- _Problem requirements_
Your task is to repeat exactly the lines below between the line holding "Target: metal pole" and the line holding "Target: white cloud", inclusive, and only those.

(Natural-language object grounding data)
⟨

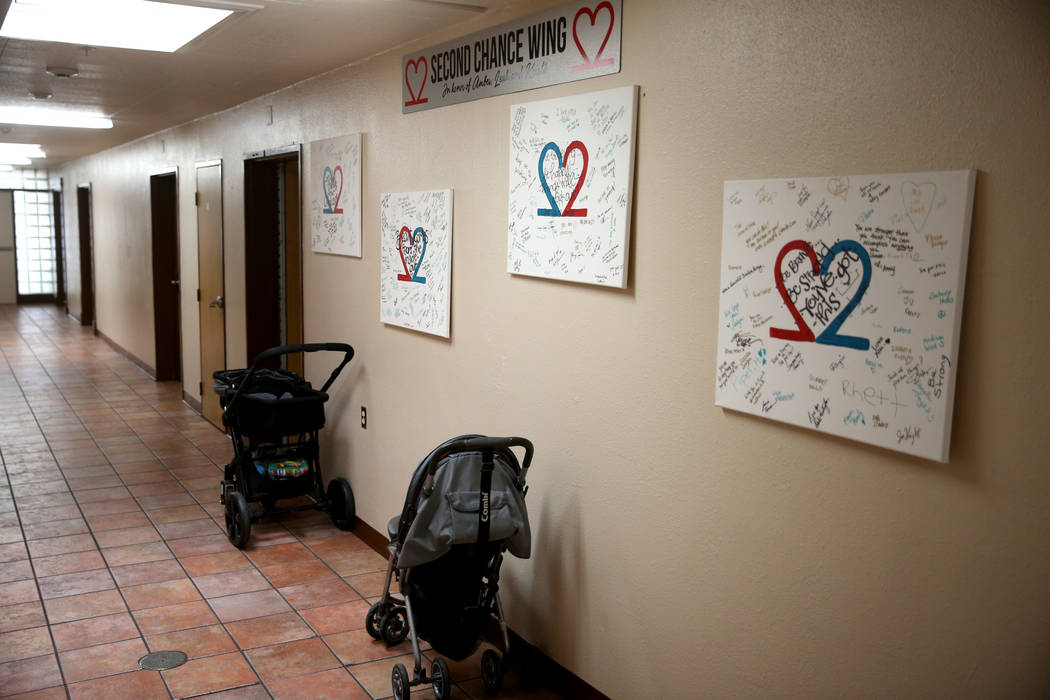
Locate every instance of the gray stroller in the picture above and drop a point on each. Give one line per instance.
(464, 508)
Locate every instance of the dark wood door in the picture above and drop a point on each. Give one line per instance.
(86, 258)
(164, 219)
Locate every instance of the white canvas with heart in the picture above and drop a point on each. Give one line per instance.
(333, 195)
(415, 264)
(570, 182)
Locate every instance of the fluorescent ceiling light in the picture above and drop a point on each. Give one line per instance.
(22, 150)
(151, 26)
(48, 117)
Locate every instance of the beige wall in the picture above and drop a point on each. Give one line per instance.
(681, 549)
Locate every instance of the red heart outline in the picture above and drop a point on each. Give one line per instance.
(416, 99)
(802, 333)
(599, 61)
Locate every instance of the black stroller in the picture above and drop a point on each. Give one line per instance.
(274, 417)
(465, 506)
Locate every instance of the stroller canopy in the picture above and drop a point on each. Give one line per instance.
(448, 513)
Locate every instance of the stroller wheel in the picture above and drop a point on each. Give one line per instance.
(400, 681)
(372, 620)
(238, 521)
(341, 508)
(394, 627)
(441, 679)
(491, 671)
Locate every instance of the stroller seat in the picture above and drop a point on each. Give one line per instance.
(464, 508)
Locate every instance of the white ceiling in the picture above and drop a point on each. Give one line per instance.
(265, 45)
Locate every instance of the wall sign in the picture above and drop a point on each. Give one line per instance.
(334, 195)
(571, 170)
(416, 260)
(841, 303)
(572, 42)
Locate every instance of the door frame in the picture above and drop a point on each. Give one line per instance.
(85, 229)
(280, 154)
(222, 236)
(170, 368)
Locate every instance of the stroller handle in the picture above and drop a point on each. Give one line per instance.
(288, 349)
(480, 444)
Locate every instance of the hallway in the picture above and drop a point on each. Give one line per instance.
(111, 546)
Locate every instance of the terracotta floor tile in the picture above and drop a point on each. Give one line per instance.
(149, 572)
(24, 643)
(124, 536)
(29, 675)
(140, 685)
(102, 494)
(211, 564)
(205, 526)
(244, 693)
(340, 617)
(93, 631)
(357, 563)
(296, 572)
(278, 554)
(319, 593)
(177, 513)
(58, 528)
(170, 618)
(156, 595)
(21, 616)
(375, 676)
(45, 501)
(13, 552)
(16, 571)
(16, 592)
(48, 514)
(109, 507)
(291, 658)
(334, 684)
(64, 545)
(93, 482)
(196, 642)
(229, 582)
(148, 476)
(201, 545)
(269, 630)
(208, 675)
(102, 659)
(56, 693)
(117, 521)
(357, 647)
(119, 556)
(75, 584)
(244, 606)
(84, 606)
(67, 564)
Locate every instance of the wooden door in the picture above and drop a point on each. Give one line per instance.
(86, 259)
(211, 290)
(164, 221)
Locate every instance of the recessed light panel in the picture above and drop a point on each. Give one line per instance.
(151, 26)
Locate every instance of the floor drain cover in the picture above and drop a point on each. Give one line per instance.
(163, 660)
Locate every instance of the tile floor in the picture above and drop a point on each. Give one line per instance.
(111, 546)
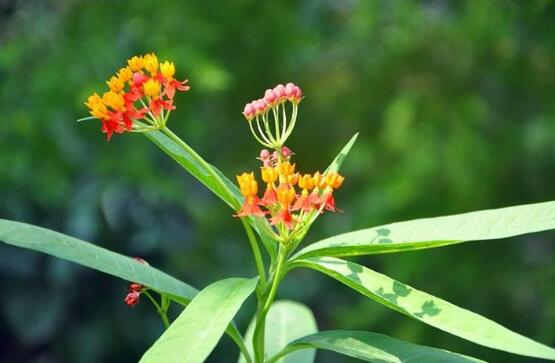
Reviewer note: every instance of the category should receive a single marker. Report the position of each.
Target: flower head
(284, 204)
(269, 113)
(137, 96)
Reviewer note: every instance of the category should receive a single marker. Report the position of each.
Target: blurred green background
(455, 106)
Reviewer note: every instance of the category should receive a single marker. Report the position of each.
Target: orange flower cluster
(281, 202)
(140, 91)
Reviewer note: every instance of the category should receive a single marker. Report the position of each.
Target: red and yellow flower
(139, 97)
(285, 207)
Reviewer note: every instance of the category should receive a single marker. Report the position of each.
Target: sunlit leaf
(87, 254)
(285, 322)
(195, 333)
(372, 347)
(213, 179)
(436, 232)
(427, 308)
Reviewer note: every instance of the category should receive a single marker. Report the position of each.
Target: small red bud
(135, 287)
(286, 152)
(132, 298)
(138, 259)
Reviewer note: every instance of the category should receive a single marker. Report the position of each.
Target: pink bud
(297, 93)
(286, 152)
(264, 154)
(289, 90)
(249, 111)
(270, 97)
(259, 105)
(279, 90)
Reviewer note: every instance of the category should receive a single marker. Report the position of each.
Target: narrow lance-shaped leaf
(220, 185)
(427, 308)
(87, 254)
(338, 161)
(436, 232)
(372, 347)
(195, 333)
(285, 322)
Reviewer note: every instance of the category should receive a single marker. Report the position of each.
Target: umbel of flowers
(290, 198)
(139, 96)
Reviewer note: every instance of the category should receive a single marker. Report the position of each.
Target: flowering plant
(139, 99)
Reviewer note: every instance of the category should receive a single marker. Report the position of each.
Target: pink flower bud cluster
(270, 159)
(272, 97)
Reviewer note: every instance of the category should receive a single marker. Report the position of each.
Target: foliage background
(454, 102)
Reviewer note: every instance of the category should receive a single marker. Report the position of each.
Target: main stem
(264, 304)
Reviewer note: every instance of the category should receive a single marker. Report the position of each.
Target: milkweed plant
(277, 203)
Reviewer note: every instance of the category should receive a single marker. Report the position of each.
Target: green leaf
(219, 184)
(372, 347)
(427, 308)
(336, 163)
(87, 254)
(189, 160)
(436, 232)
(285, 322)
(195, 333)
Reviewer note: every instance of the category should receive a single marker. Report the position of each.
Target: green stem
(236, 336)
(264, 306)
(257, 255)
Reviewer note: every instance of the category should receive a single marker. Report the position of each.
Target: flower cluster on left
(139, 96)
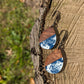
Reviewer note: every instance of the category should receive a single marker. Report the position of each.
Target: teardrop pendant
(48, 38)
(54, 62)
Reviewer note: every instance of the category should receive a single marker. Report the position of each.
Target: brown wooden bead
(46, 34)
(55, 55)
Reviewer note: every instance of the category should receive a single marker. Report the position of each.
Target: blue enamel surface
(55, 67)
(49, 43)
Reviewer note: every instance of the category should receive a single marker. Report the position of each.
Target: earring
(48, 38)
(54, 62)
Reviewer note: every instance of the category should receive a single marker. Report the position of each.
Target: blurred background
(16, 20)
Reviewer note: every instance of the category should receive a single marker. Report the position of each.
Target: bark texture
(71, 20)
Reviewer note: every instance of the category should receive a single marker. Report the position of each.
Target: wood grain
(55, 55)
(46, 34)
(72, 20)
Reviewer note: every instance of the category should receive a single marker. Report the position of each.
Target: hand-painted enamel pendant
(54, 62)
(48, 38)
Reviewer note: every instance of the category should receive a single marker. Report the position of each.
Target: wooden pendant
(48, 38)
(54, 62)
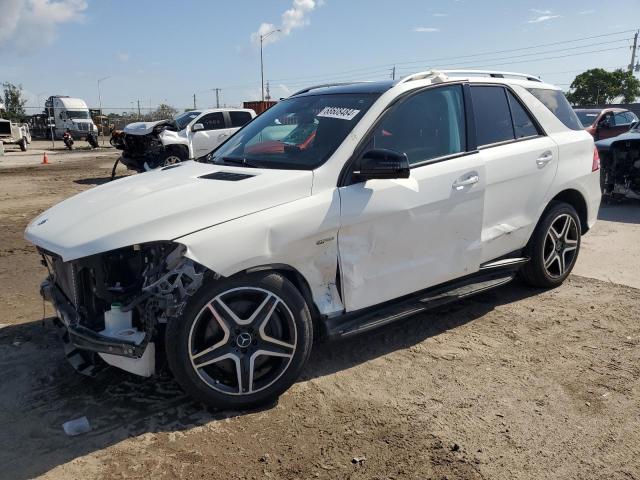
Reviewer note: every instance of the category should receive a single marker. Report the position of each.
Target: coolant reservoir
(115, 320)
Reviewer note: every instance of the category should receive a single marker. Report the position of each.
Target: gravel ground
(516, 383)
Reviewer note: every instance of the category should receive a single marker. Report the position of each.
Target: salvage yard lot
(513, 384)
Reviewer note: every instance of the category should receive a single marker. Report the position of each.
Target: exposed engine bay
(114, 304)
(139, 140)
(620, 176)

⟩
⟨

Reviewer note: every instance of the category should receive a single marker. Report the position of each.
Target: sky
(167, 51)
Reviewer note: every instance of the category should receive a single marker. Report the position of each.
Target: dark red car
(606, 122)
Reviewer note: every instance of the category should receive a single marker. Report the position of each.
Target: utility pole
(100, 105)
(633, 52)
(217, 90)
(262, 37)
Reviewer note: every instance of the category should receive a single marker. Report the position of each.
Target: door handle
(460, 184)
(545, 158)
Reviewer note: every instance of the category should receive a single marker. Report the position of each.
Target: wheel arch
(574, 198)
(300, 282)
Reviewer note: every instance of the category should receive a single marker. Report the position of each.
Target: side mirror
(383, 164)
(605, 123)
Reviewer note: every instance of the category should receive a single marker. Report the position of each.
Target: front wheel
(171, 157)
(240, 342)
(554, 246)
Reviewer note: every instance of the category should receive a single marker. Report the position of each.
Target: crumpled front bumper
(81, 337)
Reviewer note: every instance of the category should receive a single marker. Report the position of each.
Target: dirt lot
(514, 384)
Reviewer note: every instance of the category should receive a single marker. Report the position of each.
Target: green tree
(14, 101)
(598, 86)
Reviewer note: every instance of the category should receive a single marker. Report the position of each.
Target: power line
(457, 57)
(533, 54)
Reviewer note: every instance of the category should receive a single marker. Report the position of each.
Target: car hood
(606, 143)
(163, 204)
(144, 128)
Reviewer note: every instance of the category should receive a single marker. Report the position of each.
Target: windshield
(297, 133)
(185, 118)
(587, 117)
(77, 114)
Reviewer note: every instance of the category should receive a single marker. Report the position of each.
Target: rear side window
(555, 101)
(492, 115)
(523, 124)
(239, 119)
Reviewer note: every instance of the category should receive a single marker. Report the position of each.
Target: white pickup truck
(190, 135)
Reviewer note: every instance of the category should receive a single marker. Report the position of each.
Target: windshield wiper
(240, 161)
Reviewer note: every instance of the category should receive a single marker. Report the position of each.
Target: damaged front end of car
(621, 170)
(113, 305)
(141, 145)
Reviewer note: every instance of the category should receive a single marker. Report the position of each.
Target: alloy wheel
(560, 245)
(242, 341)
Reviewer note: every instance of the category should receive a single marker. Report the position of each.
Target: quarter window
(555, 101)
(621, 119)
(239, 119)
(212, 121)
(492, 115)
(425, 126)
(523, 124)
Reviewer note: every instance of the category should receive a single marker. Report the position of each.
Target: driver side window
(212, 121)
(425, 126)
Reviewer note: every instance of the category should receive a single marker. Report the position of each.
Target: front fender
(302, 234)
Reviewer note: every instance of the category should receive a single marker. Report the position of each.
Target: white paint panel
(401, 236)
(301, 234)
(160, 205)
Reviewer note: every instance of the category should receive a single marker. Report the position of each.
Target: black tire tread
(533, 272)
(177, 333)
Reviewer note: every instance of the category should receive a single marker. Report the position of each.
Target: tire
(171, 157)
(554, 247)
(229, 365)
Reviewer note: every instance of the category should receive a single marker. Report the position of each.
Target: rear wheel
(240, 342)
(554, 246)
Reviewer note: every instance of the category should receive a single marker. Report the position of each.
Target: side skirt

⟩
⟨

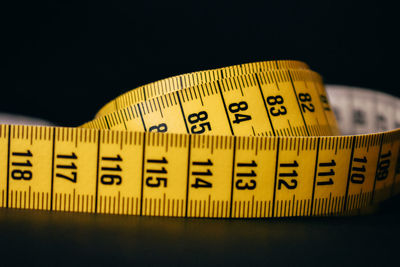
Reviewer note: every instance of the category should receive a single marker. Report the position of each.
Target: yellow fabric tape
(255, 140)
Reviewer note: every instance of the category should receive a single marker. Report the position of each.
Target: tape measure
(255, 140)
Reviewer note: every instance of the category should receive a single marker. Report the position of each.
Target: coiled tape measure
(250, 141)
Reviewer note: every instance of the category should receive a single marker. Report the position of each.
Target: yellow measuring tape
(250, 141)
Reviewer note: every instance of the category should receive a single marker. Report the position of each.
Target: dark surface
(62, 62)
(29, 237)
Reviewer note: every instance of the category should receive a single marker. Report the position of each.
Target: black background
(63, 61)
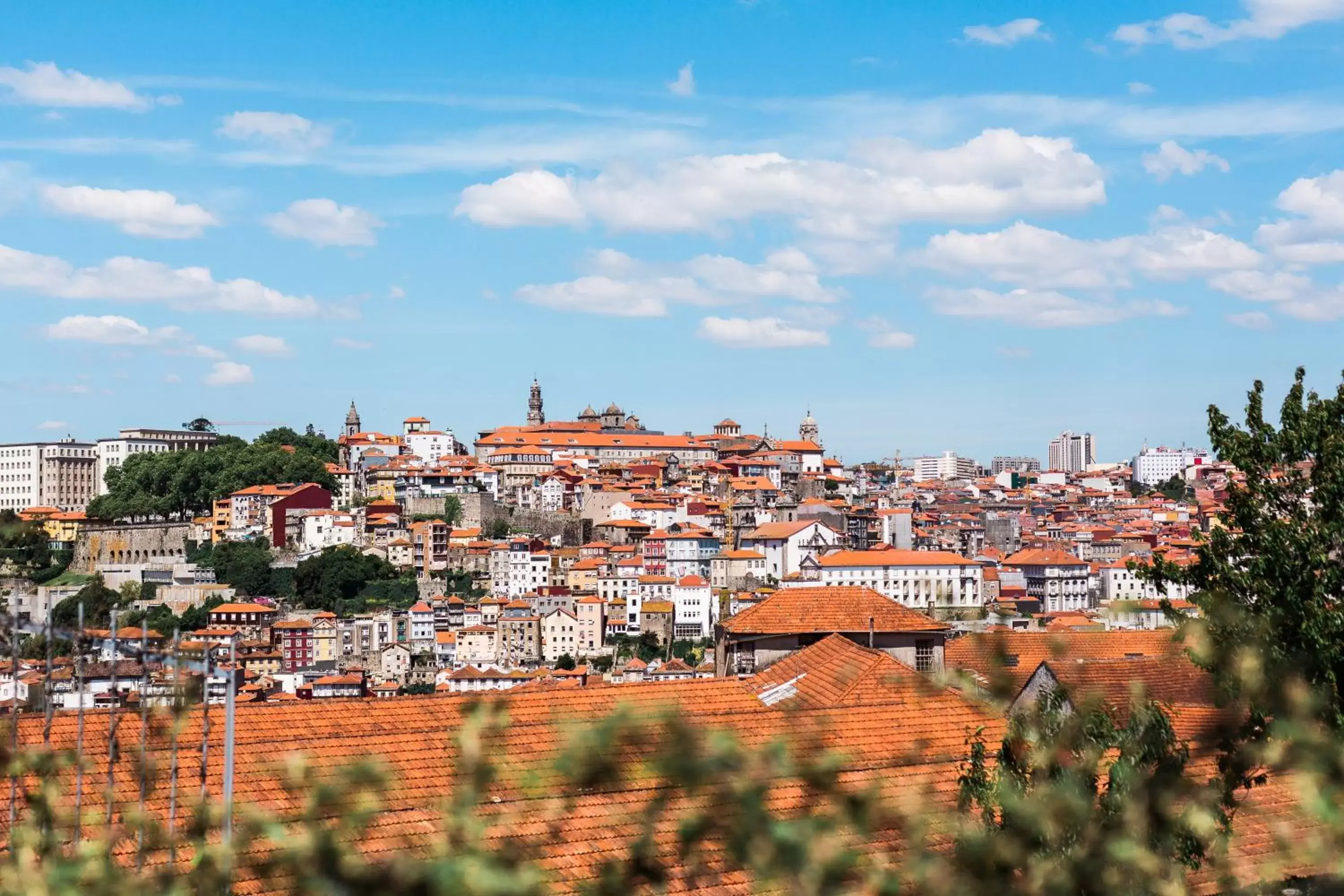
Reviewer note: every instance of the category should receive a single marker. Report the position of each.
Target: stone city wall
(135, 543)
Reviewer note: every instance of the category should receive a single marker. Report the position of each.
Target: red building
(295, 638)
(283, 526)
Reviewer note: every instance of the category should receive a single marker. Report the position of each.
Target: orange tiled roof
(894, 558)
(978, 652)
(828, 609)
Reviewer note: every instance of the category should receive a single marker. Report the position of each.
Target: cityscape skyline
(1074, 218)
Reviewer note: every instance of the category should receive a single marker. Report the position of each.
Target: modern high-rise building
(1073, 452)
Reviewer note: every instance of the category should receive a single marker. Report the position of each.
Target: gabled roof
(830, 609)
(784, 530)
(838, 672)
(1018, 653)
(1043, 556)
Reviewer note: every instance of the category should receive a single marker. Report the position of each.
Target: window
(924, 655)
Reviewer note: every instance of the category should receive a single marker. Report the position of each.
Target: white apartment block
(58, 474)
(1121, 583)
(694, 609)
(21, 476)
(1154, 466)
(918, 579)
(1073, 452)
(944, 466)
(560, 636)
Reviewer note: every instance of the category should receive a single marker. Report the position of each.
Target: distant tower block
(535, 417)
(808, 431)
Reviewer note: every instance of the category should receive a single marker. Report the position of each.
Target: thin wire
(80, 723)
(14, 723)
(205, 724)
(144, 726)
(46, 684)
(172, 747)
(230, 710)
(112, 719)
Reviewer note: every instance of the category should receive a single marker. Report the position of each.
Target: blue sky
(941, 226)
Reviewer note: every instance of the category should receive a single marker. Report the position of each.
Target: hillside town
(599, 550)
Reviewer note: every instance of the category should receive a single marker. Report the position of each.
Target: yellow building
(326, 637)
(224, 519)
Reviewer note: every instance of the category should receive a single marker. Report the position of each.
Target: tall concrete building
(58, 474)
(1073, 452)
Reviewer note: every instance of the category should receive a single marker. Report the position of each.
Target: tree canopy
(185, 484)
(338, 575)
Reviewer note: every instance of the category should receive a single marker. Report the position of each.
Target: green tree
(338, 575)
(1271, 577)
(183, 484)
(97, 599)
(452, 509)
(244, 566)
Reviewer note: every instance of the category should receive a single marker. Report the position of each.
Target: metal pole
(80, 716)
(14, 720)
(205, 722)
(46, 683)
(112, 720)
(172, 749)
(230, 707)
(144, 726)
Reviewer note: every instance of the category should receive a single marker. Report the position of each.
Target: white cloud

⟩

- _Task result_
Target: metal pole
(80, 716)
(14, 720)
(205, 722)
(46, 683)
(112, 720)
(172, 749)
(230, 707)
(144, 726)
Reviewer note: every instance of the category should receive a single marker. Report the position of each.
Target: white cloud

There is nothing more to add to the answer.